● Exercise goal:
Pictures in the material below are to be left out, and only the lines from the line with "If you could pick out the white road" up to and including the line with "If you could pick out the smaller" are to be written out exactly.

● Task data:
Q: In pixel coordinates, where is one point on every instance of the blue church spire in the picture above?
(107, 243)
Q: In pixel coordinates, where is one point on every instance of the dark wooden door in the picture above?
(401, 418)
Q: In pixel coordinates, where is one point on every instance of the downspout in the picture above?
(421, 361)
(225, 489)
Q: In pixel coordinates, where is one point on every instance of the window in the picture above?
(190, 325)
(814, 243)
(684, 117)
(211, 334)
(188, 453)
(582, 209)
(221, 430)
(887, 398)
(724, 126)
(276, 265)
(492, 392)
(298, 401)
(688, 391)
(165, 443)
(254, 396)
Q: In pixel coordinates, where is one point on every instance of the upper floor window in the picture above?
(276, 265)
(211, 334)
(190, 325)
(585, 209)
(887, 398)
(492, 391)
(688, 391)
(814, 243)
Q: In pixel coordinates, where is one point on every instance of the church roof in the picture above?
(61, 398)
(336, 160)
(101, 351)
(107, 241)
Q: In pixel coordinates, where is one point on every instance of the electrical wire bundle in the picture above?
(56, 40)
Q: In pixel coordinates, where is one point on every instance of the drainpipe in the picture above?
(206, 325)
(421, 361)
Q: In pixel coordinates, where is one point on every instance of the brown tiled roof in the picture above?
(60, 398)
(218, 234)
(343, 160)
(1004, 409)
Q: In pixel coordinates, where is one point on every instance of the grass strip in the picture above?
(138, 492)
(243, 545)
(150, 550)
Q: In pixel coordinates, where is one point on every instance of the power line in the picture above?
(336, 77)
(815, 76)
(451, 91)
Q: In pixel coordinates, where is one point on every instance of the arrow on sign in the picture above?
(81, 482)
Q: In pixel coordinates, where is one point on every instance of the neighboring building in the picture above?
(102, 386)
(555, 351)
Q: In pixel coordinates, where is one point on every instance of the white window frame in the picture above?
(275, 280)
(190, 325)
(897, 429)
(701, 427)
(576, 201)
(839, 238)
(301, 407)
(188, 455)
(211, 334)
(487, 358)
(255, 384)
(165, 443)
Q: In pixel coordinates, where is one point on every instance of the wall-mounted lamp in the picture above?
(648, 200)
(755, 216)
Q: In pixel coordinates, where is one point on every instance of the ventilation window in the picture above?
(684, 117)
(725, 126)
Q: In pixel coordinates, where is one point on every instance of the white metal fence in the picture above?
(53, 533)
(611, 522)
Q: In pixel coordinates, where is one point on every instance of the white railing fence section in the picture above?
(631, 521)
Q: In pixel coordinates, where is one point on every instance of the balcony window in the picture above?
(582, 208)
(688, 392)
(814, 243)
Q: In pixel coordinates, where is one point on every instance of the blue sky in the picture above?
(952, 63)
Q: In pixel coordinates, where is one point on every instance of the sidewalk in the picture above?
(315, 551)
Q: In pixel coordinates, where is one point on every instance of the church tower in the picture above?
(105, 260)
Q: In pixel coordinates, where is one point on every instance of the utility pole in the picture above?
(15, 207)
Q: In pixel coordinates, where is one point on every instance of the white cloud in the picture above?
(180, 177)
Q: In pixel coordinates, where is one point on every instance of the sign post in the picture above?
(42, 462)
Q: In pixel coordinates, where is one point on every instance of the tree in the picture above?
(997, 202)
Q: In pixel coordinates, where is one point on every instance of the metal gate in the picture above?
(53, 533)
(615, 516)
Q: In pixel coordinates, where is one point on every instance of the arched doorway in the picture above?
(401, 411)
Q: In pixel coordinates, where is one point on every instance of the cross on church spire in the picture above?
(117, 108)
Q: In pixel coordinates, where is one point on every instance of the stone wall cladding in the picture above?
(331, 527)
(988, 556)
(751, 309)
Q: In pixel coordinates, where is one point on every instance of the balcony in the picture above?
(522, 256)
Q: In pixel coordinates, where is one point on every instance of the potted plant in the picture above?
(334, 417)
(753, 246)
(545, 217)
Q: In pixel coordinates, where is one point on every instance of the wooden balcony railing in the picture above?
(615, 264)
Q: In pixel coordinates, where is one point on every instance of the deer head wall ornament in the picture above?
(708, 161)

--

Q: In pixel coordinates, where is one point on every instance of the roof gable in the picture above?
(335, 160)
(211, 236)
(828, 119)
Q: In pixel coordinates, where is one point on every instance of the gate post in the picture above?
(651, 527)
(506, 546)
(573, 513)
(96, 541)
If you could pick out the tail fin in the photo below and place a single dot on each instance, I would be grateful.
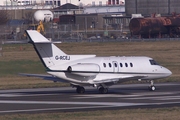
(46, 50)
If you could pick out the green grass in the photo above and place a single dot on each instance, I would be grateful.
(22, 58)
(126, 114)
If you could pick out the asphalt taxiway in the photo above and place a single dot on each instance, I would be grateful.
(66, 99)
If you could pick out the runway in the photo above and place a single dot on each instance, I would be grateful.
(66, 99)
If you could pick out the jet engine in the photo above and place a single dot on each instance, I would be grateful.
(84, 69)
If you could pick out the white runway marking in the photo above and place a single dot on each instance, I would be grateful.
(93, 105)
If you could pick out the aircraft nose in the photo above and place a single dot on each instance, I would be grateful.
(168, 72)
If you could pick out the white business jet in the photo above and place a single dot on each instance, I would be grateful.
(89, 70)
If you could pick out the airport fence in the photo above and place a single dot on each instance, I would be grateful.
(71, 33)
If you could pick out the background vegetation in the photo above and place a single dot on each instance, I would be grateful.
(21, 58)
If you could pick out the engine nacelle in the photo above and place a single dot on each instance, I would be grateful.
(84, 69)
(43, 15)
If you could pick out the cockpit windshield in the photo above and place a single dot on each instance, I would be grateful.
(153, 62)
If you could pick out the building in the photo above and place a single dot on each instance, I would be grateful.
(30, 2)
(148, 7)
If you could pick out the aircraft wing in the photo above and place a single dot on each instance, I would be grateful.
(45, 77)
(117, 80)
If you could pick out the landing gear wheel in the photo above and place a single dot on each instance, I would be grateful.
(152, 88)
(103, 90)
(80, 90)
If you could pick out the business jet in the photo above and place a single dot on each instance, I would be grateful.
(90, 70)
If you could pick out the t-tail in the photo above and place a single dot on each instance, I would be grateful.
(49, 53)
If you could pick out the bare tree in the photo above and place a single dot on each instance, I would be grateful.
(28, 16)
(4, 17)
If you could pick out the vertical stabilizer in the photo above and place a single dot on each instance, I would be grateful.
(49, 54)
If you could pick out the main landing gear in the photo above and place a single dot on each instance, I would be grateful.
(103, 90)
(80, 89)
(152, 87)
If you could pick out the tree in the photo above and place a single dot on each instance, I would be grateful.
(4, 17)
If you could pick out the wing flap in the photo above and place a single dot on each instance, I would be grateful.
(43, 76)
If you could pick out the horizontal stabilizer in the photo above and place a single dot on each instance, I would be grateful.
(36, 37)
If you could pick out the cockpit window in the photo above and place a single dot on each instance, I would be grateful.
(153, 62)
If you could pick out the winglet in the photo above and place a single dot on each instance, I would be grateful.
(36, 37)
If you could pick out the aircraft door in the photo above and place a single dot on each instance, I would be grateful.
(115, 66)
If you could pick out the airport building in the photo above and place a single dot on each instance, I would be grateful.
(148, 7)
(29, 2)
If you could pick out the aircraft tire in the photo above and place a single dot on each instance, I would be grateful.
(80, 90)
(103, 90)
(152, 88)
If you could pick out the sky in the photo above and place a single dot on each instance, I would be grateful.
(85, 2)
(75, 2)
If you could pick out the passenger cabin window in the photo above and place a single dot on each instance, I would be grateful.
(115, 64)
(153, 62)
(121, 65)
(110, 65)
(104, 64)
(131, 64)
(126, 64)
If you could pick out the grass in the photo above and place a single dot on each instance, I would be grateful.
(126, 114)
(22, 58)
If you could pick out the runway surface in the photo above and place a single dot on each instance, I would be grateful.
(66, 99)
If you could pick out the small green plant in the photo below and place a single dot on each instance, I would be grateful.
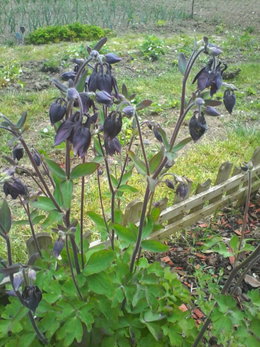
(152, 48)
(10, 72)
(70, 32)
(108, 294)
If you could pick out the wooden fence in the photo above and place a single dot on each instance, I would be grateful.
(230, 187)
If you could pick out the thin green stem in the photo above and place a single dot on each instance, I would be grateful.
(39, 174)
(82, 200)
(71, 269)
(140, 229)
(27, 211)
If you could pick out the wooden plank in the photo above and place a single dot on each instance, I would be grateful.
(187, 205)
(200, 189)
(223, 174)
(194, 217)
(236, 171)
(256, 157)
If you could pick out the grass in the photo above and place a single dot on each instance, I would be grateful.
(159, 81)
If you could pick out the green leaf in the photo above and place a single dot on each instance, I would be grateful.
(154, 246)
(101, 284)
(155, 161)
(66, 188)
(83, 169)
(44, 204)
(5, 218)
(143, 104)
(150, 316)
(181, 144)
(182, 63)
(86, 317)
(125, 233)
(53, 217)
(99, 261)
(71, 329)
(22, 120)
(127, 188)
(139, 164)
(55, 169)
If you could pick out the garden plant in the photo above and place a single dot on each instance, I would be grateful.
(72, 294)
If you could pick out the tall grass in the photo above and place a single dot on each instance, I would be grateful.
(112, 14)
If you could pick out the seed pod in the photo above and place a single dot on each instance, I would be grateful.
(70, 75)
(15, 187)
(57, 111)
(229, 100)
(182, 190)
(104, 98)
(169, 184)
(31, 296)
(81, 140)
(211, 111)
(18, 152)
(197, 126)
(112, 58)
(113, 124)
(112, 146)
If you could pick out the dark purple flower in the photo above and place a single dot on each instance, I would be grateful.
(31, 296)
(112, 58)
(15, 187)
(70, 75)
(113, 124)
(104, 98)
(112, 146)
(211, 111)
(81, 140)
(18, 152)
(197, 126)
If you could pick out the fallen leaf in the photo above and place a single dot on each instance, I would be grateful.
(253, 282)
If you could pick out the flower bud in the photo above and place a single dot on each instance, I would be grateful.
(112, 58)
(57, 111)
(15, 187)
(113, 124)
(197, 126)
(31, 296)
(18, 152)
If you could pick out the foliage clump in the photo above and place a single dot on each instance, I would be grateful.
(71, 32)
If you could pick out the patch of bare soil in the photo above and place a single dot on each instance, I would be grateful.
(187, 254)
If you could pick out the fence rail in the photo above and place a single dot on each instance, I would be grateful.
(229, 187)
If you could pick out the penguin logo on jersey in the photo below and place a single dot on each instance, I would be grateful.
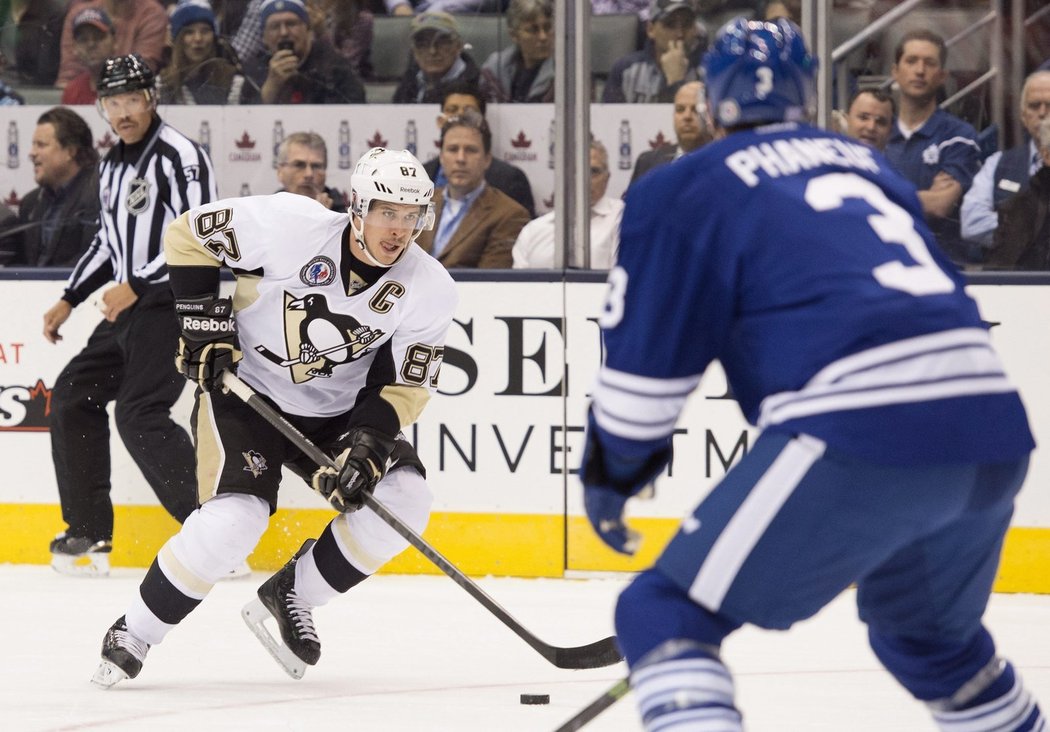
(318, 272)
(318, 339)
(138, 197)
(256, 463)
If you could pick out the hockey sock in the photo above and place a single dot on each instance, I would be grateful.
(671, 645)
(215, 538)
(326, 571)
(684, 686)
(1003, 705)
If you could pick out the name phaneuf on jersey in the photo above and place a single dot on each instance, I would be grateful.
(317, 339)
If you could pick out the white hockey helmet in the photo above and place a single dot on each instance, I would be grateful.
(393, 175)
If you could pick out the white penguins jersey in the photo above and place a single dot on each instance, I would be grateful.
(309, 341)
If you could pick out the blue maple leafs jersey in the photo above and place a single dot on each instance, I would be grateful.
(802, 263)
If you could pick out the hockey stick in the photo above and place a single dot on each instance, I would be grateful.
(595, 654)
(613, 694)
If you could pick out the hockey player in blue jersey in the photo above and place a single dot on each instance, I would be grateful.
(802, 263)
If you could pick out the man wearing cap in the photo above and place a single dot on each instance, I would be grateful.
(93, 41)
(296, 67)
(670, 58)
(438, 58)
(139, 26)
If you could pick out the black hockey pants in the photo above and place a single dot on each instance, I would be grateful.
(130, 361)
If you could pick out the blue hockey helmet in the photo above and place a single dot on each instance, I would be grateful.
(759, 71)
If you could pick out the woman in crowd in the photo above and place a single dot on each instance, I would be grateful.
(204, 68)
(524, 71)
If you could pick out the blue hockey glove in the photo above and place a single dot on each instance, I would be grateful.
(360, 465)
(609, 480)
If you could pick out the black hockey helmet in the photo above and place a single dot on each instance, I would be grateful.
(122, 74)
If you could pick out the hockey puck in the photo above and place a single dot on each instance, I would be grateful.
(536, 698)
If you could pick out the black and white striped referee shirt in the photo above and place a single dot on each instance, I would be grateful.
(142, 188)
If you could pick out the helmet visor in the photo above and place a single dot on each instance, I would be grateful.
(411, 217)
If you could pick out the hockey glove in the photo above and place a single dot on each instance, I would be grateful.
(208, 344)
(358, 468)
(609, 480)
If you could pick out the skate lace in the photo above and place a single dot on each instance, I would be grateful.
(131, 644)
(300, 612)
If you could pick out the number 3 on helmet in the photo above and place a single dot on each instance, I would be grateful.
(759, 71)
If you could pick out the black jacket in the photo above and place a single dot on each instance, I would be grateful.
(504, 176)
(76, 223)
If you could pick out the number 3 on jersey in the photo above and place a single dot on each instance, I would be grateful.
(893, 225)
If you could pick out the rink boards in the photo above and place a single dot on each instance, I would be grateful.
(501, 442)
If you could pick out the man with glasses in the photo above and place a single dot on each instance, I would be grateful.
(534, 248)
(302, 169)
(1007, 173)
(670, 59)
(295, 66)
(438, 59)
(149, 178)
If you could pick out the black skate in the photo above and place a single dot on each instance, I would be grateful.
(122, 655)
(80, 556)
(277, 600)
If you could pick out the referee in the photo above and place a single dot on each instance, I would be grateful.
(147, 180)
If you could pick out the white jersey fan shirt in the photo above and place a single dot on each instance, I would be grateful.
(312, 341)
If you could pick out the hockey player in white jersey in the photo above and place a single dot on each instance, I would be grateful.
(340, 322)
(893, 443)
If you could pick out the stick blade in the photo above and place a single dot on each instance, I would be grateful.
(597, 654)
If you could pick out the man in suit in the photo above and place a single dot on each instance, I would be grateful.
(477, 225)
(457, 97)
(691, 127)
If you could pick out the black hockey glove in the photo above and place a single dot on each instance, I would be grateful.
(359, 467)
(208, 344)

---

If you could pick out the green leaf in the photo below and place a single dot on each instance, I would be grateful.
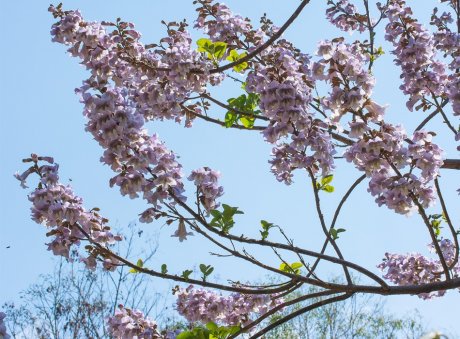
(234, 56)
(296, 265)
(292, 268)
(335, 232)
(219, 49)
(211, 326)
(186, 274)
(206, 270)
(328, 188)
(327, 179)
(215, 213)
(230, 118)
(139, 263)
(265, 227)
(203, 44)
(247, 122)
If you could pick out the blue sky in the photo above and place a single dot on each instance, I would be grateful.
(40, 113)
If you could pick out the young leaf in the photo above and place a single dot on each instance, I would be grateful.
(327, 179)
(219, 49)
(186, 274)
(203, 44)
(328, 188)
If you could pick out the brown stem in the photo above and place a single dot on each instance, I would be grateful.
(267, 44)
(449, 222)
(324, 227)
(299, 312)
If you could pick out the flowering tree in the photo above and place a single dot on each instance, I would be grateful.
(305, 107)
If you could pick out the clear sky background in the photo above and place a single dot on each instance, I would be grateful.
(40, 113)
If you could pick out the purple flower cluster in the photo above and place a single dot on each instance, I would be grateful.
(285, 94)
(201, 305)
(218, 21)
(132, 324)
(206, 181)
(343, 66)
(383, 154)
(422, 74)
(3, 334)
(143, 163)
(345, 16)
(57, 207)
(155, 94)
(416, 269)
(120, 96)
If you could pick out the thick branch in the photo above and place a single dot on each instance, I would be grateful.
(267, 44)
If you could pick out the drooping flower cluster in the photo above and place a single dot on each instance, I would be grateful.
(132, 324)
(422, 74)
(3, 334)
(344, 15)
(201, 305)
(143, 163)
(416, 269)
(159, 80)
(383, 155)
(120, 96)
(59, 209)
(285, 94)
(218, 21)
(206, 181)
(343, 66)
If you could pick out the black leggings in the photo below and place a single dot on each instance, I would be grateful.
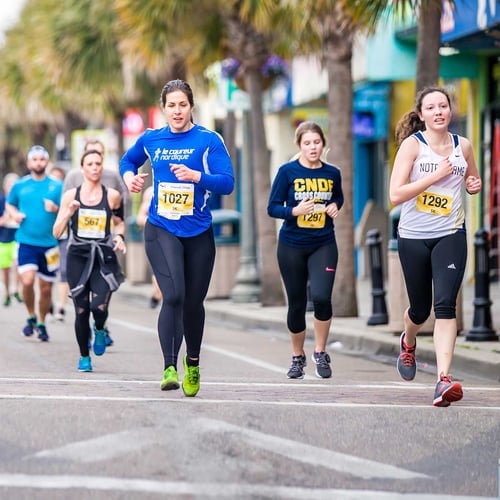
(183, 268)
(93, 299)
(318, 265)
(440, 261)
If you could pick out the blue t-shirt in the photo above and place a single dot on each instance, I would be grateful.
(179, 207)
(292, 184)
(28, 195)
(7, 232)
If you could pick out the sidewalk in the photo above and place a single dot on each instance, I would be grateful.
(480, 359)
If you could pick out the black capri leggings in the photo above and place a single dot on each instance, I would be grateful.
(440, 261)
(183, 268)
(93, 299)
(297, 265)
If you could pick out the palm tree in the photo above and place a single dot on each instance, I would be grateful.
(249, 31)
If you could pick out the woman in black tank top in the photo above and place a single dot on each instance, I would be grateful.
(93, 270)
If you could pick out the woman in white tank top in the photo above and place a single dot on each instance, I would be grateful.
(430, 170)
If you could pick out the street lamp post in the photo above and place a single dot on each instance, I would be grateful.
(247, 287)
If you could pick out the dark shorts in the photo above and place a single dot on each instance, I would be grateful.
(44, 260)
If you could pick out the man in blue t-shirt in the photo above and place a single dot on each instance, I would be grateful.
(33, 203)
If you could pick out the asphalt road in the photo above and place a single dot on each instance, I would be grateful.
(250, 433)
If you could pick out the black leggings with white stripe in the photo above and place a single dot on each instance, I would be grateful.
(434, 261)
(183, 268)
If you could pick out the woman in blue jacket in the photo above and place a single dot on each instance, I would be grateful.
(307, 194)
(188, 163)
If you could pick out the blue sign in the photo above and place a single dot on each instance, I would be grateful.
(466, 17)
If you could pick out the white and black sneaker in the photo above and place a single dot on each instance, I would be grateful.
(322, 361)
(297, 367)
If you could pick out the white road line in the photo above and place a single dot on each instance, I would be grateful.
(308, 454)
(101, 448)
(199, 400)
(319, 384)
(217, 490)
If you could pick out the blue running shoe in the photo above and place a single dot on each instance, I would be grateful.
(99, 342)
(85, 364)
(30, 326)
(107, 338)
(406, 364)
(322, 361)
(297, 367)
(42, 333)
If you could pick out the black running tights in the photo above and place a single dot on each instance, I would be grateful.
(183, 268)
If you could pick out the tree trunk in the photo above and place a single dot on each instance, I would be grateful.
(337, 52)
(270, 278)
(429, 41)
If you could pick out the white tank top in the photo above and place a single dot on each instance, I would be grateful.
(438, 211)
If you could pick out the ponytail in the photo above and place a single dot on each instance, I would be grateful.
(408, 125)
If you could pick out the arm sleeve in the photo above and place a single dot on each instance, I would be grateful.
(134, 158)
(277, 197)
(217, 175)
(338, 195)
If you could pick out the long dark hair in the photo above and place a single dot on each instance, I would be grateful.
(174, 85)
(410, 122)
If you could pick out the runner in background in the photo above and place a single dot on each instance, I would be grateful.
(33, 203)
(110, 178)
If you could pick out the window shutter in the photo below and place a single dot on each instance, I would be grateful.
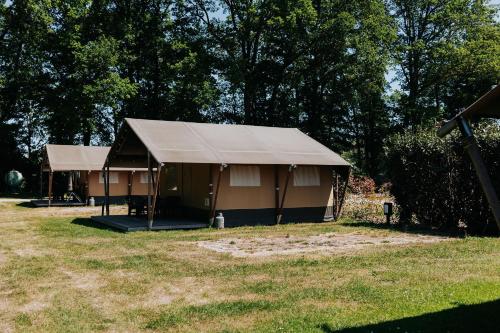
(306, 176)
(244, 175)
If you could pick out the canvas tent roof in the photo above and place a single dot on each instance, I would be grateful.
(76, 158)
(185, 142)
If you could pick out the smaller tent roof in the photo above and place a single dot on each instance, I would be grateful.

● Completed task:
If you could pick out the white road line in the photo above and place a single dot on each instance, I would be grateful.
(308, 454)
(101, 448)
(199, 400)
(319, 384)
(217, 490)
If you could pick out the blue running shoe in the photo above and place a single dot on each instance, I would be grateful.
(99, 342)
(85, 364)
(30, 326)
(107, 338)
(406, 364)
(322, 361)
(297, 367)
(42, 333)
If you could pick out the black running tights in the photo above and place a single dot on each instance, I would be grateful.
(183, 268)
If you could pick out the tree trunk in the photo above and place a single dot on each instance, I would be grateful.
(337, 52)
(270, 278)
(429, 41)
If you could pick out the white tank top in the photo above and place a single dot on each instance, I would be grateful.
(438, 211)
If you could pick out the ponytail in the photo above and place a single dot on each instance, I would be grateful.
(408, 125)
If you could pick out the arm sleeve in the photo above and place a single dot on each instance, I would be grateful.
(134, 158)
(277, 197)
(217, 175)
(338, 195)
If you could pick out the long dark hair in the photo above and place a single dot on each instance, I would be grateful.
(174, 85)
(410, 122)
If you could pick out the runner in background in the photo above and place a single dot on each instance, I would be grateful.
(33, 203)
(110, 178)
If you could pick out the window shutter in the photo below and place a single dot on each instance, I would be grateful.
(306, 176)
(244, 175)
If you could pick out the canvas tent roof in the photo above and place a single dot on each instance, I would be grateful.
(76, 158)
(185, 142)
If you could pick out the smaller tent roof in the photo above and place a single dot on each instance, I would be grateful.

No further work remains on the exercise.